(Dataset entries)

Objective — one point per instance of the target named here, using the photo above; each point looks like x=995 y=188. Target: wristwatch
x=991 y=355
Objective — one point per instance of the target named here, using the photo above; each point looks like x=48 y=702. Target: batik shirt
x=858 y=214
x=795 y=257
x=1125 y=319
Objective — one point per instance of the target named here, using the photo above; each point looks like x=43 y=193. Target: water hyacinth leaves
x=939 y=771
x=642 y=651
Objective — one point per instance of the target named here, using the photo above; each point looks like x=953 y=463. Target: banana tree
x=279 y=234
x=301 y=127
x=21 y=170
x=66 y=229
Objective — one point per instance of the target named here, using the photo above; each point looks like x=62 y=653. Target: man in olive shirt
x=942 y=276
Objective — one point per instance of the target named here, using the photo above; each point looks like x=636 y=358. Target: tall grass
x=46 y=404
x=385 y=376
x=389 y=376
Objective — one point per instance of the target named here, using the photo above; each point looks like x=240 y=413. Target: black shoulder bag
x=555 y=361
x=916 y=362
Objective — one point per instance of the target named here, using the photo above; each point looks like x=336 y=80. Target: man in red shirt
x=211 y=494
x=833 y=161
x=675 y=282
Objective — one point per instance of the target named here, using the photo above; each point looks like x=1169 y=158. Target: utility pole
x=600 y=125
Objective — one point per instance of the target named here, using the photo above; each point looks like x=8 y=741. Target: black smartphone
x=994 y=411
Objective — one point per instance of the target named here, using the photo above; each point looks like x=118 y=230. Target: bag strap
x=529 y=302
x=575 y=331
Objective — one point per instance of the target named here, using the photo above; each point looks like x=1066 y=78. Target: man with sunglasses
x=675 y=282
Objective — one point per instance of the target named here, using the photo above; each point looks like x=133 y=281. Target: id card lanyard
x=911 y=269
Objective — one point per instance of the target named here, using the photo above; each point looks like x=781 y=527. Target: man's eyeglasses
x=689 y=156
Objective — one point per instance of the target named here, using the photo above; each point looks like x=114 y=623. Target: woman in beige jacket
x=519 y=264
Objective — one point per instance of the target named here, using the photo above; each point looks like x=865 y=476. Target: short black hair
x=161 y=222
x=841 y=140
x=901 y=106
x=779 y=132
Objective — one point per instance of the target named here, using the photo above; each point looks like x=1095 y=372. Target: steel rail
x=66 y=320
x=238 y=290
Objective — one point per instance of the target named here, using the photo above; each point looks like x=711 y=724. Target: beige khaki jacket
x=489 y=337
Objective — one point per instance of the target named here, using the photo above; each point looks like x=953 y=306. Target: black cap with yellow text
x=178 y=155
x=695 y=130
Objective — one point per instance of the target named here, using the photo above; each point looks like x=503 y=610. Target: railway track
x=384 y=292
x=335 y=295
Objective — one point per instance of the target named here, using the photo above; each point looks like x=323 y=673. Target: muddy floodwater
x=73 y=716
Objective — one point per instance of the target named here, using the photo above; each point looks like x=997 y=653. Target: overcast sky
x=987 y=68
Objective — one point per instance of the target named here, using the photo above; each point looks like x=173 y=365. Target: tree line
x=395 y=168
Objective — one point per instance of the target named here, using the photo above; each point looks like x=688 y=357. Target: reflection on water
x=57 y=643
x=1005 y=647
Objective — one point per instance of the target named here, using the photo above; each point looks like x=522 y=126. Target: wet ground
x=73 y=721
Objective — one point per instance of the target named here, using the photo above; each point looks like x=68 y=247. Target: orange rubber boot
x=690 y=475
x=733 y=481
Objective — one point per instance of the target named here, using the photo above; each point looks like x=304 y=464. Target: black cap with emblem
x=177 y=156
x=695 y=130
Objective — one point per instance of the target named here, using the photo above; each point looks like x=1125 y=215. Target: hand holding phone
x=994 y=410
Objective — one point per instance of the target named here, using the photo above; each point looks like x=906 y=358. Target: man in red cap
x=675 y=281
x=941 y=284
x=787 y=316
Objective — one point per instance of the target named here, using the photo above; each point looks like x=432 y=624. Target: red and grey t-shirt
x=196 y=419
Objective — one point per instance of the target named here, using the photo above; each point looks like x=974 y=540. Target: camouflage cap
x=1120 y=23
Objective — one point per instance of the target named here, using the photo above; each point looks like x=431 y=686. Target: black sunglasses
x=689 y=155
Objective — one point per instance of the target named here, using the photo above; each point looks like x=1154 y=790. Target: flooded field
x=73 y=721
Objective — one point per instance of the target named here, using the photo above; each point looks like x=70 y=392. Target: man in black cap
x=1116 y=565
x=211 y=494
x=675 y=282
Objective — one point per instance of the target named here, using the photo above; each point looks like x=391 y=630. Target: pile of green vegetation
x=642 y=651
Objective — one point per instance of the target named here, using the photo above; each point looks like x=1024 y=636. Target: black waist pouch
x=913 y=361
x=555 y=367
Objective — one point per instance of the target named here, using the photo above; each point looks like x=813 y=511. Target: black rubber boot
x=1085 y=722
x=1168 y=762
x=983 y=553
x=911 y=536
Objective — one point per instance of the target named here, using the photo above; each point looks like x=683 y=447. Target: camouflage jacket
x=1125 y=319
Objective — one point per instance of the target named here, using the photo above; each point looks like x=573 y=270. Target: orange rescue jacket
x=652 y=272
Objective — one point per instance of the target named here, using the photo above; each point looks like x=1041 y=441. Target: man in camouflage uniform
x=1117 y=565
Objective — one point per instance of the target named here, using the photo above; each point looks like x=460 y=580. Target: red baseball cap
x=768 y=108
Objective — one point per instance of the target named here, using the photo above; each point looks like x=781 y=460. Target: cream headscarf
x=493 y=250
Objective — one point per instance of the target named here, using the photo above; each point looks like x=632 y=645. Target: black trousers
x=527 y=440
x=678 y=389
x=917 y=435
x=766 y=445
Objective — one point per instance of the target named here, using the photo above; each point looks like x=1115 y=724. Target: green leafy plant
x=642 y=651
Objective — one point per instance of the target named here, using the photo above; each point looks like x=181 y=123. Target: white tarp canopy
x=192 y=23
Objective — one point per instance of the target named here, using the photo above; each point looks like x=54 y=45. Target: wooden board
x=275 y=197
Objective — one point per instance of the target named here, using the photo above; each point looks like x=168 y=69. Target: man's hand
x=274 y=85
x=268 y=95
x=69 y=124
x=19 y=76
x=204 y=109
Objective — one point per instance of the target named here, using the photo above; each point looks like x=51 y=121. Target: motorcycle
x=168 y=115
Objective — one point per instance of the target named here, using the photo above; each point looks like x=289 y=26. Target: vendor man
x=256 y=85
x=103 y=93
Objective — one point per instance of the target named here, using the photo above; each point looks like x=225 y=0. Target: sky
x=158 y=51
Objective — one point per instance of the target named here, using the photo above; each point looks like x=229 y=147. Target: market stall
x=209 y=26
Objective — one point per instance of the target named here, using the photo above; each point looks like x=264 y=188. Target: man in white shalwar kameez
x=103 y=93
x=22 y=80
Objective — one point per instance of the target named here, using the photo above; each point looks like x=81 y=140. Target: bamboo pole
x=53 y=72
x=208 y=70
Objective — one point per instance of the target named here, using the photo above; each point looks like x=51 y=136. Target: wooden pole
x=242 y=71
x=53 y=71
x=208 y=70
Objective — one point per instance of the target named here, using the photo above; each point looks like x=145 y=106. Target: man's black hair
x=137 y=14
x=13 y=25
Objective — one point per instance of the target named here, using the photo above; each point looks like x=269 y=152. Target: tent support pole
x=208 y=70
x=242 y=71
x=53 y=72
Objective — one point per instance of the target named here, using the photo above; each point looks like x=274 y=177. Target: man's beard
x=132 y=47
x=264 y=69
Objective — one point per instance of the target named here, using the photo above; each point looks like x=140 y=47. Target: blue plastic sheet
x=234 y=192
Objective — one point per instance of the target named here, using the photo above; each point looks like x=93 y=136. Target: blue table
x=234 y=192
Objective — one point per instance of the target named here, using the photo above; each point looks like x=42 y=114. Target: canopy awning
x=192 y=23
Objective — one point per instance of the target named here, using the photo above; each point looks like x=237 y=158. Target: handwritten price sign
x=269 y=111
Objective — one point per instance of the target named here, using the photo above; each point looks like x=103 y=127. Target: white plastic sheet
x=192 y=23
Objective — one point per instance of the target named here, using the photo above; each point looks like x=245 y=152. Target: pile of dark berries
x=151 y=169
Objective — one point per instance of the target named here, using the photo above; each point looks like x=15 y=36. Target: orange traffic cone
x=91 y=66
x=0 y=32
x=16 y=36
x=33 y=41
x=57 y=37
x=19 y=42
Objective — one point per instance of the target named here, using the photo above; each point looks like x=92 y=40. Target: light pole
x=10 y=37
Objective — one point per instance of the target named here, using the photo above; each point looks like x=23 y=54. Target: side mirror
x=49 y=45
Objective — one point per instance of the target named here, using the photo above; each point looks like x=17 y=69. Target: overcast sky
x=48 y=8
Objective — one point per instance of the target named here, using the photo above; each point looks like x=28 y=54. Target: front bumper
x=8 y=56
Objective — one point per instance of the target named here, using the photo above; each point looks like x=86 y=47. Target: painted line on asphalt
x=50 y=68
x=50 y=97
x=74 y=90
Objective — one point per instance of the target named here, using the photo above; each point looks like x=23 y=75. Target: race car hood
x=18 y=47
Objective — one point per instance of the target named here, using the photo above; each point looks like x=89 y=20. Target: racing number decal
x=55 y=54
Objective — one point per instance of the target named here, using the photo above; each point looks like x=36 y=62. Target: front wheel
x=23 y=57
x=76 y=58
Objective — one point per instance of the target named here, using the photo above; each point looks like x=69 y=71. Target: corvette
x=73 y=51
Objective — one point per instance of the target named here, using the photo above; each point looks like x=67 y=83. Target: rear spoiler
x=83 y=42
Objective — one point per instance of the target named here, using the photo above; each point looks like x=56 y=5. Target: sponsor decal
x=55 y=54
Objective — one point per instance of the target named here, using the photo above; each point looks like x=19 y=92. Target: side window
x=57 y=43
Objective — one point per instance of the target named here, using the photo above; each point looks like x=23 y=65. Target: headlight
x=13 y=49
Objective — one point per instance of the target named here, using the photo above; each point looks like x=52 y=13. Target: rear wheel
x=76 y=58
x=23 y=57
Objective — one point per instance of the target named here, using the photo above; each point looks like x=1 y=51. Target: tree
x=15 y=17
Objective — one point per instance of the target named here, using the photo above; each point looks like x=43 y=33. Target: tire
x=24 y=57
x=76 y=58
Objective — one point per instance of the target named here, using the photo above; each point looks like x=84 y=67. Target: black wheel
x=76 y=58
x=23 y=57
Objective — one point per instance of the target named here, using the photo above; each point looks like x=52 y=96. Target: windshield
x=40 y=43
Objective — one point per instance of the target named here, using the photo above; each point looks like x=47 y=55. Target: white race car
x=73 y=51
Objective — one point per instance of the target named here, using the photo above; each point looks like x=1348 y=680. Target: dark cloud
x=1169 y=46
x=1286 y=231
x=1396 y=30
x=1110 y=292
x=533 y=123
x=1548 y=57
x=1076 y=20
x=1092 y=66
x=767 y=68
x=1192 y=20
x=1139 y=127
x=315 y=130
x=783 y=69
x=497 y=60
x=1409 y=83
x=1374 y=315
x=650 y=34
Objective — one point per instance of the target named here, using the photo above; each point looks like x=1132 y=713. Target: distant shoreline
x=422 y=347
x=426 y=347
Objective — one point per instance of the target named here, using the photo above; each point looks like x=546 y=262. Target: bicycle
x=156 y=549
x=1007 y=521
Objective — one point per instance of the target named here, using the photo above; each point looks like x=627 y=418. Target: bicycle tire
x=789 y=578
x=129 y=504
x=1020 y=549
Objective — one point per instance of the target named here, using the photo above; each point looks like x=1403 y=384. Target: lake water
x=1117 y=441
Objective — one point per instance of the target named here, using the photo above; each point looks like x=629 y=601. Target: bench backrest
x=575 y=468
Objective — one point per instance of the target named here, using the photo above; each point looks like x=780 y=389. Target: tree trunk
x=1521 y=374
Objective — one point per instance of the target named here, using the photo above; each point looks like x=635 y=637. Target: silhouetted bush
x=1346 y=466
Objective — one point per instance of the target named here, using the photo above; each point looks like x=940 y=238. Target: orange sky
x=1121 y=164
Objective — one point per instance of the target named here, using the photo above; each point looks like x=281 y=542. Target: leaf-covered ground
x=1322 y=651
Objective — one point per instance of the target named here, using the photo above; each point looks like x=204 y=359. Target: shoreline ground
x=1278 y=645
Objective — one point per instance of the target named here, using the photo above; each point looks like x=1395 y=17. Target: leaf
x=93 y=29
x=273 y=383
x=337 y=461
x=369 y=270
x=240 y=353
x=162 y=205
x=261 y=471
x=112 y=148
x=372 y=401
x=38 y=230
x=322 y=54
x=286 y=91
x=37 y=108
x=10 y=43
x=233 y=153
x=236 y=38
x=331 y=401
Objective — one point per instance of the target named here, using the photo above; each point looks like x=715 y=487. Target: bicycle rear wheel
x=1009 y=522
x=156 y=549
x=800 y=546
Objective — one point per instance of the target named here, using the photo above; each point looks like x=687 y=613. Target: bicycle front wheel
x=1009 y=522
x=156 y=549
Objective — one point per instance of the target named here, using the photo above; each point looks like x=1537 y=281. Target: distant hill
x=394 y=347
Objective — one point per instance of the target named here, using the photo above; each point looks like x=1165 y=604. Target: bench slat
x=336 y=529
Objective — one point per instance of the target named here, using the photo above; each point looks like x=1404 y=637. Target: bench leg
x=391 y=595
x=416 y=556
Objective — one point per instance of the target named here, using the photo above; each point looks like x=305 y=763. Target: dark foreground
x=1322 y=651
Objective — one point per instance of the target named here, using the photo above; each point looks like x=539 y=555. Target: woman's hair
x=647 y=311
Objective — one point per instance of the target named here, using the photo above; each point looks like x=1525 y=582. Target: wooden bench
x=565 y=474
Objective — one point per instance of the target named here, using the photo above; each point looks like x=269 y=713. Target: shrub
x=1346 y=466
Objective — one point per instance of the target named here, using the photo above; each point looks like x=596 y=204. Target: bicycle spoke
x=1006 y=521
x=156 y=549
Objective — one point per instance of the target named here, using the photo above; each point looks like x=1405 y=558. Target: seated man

Problem details -
The expected output is the lines from the one holding "Target: woman's hair" through the last line of the data, exactly as they appear, with nothing before or after.

Answer -
Objective — one point per instance of the target named here, using the photo above; each point looks like x=539 y=555. Target: woman's hair
x=647 y=311
Objective — one point per instance of the target named here, using the photo above; each point looks like x=1525 y=582. Target: wooden bench
x=565 y=474
Objective — one point per instance of the target named here, using the photo above; each point looks like x=269 y=713. Target: shrub
x=1346 y=466
Objective — one point per instance of the target named here, using the photo above; each point looks like x=596 y=204. Target: bicycle spoke
x=1006 y=521
x=156 y=549
Objective — one point per instance of the target named here, using the photo above; each point looks like x=1405 y=558. Target: seated man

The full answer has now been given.